Rewrite the data below with every "mask for every instance" changed to "polygon mask for each instance" and everything else left as it is. Omit the pictures from your answer.
>> begin
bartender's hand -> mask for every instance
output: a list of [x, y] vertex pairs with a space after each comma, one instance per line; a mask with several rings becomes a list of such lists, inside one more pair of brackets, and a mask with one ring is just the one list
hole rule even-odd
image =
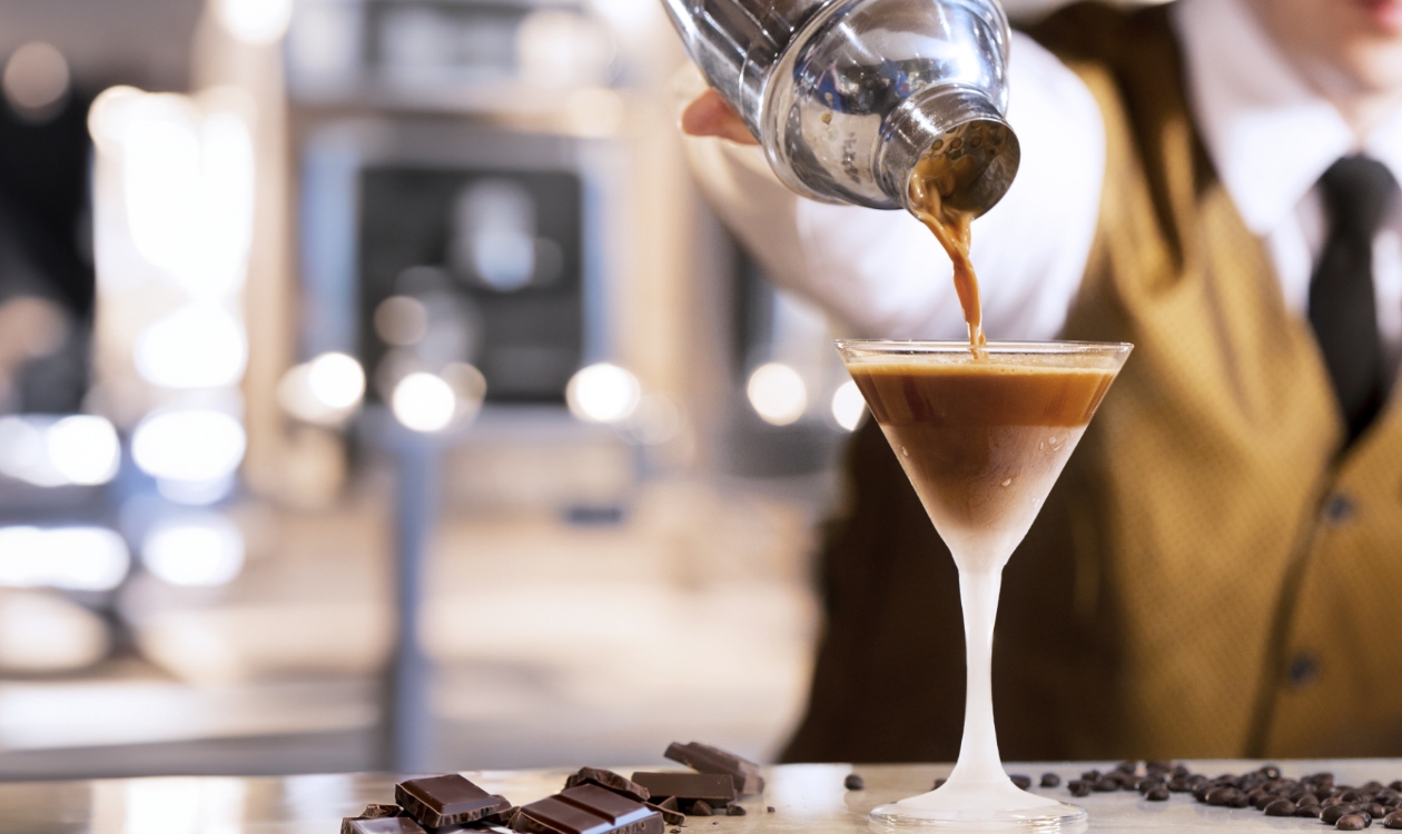
[[688, 136], [719, 136], [736, 144], [758, 144], [730, 102], [715, 90], [707, 90], [681, 111], [681, 132]]

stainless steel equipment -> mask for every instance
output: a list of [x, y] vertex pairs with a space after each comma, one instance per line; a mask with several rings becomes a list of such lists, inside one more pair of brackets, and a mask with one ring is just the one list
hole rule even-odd
[[663, 4], [798, 193], [908, 207], [907, 182], [927, 153], [951, 163], [955, 207], [981, 214], [1012, 184], [1019, 147], [1004, 121], [1008, 22], [997, 0]]

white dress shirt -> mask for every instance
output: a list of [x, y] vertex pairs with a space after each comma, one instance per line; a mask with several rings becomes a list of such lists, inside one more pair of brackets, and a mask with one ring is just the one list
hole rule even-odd
[[[1270, 252], [1287, 307], [1304, 317], [1325, 242], [1319, 177], [1366, 153], [1402, 182], [1402, 108], [1361, 142], [1267, 38], [1242, 0], [1179, 0], [1187, 97], [1218, 175]], [[990, 339], [1053, 339], [1066, 325], [1095, 235], [1105, 130], [1085, 84], [1014, 34], [1008, 121], [1022, 164], [973, 224], [973, 262]], [[780, 286], [819, 303], [844, 335], [966, 335], [949, 259], [904, 212], [833, 206], [787, 192], [757, 149], [688, 140], [712, 205]], [[1388, 370], [1402, 357], [1402, 209], [1374, 242]]]

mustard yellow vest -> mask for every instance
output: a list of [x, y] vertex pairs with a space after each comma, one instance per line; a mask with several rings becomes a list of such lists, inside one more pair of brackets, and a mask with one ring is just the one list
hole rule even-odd
[[[1108, 139], [1066, 338], [1136, 350], [1004, 575], [1004, 757], [1402, 756], [1402, 413], [1340, 454], [1309, 325], [1200, 144], [1165, 8], [1077, 6], [1033, 34]], [[785, 758], [952, 760], [953, 566], [873, 426], [848, 472]]]

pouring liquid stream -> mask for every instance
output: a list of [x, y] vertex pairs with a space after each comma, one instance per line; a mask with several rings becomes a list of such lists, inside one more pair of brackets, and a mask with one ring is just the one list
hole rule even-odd
[[973, 261], [969, 258], [969, 226], [973, 221], [973, 212], [956, 209], [945, 199], [953, 192], [955, 182], [955, 171], [942, 161], [942, 157], [925, 156], [910, 175], [908, 203], [911, 214], [925, 224], [949, 254], [955, 268], [955, 292], [959, 294], [959, 306], [963, 307], [965, 322], [969, 325], [969, 346], [974, 356], [981, 357], [983, 352], [979, 348], [988, 339], [983, 332], [979, 276], [974, 275]]

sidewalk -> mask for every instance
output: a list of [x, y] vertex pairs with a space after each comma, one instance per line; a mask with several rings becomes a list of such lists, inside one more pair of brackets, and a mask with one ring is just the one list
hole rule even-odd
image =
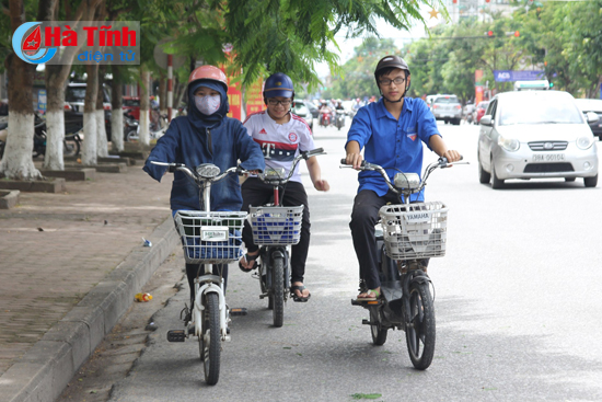
[[138, 163], [0, 209], [1, 402], [54, 401], [178, 243]]

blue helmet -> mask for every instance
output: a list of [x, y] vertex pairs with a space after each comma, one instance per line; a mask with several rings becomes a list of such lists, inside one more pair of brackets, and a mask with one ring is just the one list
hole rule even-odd
[[276, 96], [294, 97], [292, 80], [283, 72], [269, 76], [264, 85], [264, 102], [267, 102], [268, 97]]

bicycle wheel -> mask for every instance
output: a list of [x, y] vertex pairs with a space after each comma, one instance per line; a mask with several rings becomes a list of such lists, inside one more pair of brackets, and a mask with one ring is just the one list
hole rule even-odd
[[274, 259], [271, 268], [274, 326], [282, 326], [285, 320], [285, 259]]
[[379, 311], [377, 308], [370, 308], [370, 322], [375, 322], [377, 324], [370, 325], [370, 332], [372, 333], [372, 343], [377, 346], [384, 345], [386, 342], [386, 332], [387, 329], [383, 328], [379, 322]]
[[435, 307], [428, 284], [409, 287], [409, 313], [407, 352], [414, 367], [425, 370], [435, 355]]
[[205, 366], [205, 382], [209, 386], [218, 383], [220, 378], [220, 309], [217, 294], [207, 294], [207, 302], [202, 325], [202, 363]]

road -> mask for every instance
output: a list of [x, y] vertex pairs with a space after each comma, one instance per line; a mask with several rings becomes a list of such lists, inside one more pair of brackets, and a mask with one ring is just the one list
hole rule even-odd
[[[470, 165], [436, 171], [428, 199], [449, 206], [448, 254], [431, 261], [437, 347], [431, 367], [412, 367], [402, 332], [383, 346], [361, 325], [357, 260], [348, 221], [357, 173], [339, 169], [346, 131], [315, 128], [328, 193], [310, 188], [308, 303], [289, 301], [271, 328], [251, 275], [231, 265], [227, 299], [246, 307], [223, 345], [220, 381], [204, 382], [198, 344], [167, 343], [187, 287], [159, 310], [158, 330], [111, 401], [599, 401], [602, 400], [600, 284], [595, 230], [600, 188], [582, 180], [478, 183], [478, 127], [439, 125]], [[428, 153], [427, 161], [435, 160]]]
>> end
Output for this task —
bartender's hand -> polygon mask for each instance
output: a list of [x, y] vertex pairs with a space after each comma, one instance per line; a mask with several rings becomes a list of such lists, inside one more pair of brackets, and a mask with one ring is just the one list
hole rule even-odd
image =
[[688, 136], [719, 136], [736, 144], [758, 144], [730, 102], [715, 90], [707, 90], [681, 111], [681, 132]]

stainless steel equipment -> polygon mask for each instance
output: a list of [x, y] vertex pairs with a space after each comma, one instance per line; a mask with several rings becomes a list of such lists, inside one more pair of brackets, and a mask with one ring is just the one list
hole rule even-odd
[[663, 4], [798, 193], [908, 207], [907, 182], [927, 153], [951, 163], [955, 207], [981, 214], [1012, 184], [1019, 147], [1004, 121], [1008, 22], [997, 0]]

white dress shirt -> polygon mask for each instance
output: a list of [x, y] vertex pairs with a space after each comma, one instance per line; a mask with several rings becomes a list of such lists, inside one more pair of brackets, and a mask with one ring is just the one list
hole rule even-odd
[[[1270, 252], [1287, 307], [1304, 317], [1325, 242], [1319, 177], [1366, 153], [1402, 182], [1402, 108], [1361, 142], [1267, 38], [1242, 0], [1179, 0], [1187, 97], [1218, 175]], [[990, 339], [1053, 339], [1066, 325], [1095, 235], [1105, 130], [1085, 84], [1014, 34], [1008, 121], [1022, 164], [973, 224], [973, 262]], [[780, 286], [819, 303], [844, 335], [966, 335], [949, 259], [904, 212], [833, 206], [787, 192], [757, 149], [688, 140], [712, 205]], [[1388, 370], [1402, 357], [1402, 209], [1374, 242]]]

mustard yellow vest -> polygon mask for each instance
output: a list of [x, y] vertex pairs with a space after each comma, one instance per line; a mask with several rings becomes a list of such lists, inside one more pair of brackets, and a mask with one ring is just the one list
hole rule even-odd
[[[1108, 139], [1066, 338], [1136, 350], [1004, 575], [1004, 757], [1402, 756], [1402, 413], [1340, 454], [1309, 325], [1200, 144], [1165, 8], [1077, 6], [1033, 34]], [[785, 758], [952, 760], [953, 566], [873, 426], [848, 472]]]

pouring liquid stream -> polygon mask for each instance
output: a list of [x, y] vertex pairs with a space after each comma, one instance per line; a mask with several rings becomes a list of such lists, inside one more pair of brackets, and a mask with one ring is just the one list
hole rule even-odd
[[973, 261], [969, 258], [969, 226], [973, 221], [973, 212], [956, 209], [945, 199], [953, 192], [955, 182], [955, 171], [942, 161], [942, 157], [925, 156], [910, 175], [908, 203], [911, 214], [925, 224], [949, 254], [955, 268], [955, 292], [959, 294], [959, 306], [963, 307], [965, 322], [969, 325], [969, 346], [974, 356], [981, 357], [983, 352], [979, 348], [988, 339], [983, 332], [979, 276], [974, 275]]

sidewalk -> polygon mask for each instance
output: a list of [x, y] vertex pairs with a space after each comma, one instance per line; a mask with several rings becomes a list of such lists, inside one more pair of brackets, and a mask with one ring is just the one list
hole rule even-odd
image =
[[138, 163], [0, 209], [1, 402], [54, 401], [178, 243]]

blue helmet -> polygon mask for each instance
output: a list of [x, y] vertex pairs with a space after each comma, one instance per line; a mask with several rings becomes a list of such lists, inside one more pair of brackets, and a mask with one ring is just the one list
hole rule even-odd
[[276, 96], [294, 97], [292, 80], [283, 72], [269, 76], [264, 85], [264, 102], [267, 102], [268, 97]]

bicycle wheel -> polygon mask for each instance
output: a list of [x, y] vertex pairs with a space after each comma, one instance per line; a mask with several rings becomes a list of such lists, inside one more pair of brackets, and a mask with one ring is just the one list
hole rule even-odd
[[274, 259], [271, 268], [274, 326], [282, 326], [285, 320], [285, 259]]
[[379, 311], [377, 308], [370, 308], [370, 322], [375, 322], [377, 324], [370, 325], [370, 332], [372, 333], [372, 343], [377, 346], [384, 345], [386, 342], [386, 332], [387, 329], [383, 328], [379, 322]]
[[435, 307], [428, 284], [409, 287], [409, 313], [407, 352], [414, 367], [425, 370], [435, 355]]
[[205, 366], [205, 382], [209, 386], [218, 383], [220, 378], [220, 309], [217, 294], [207, 294], [207, 302], [202, 325], [202, 363]]

road -> polygon mask for each instance
output: a list of [x, y] vertex pairs with a space after each comma, one instance per line; a mask with several rings becomes a list of such lists, inside one more pair of brackets, and a mask with one ring is just the one list
hole rule even-odd
[[[470, 165], [436, 171], [428, 199], [449, 206], [448, 254], [431, 261], [437, 347], [431, 367], [412, 367], [402, 332], [383, 346], [361, 325], [357, 260], [348, 221], [357, 173], [339, 169], [346, 131], [315, 128], [328, 193], [310, 188], [308, 303], [289, 301], [271, 328], [251, 275], [231, 265], [227, 299], [246, 307], [223, 345], [220, 381], [204, 382], [198, 344], [167, 343], [187, 287], [159, 310], [158, 330], [111, 401], [599, 401], [602, 400], [600, 284], [595, 230], [600, 188], [582, 180], [478, 183], [478, 127], [439, 125]], [[428, 153], [427, 161], [435, 160]]]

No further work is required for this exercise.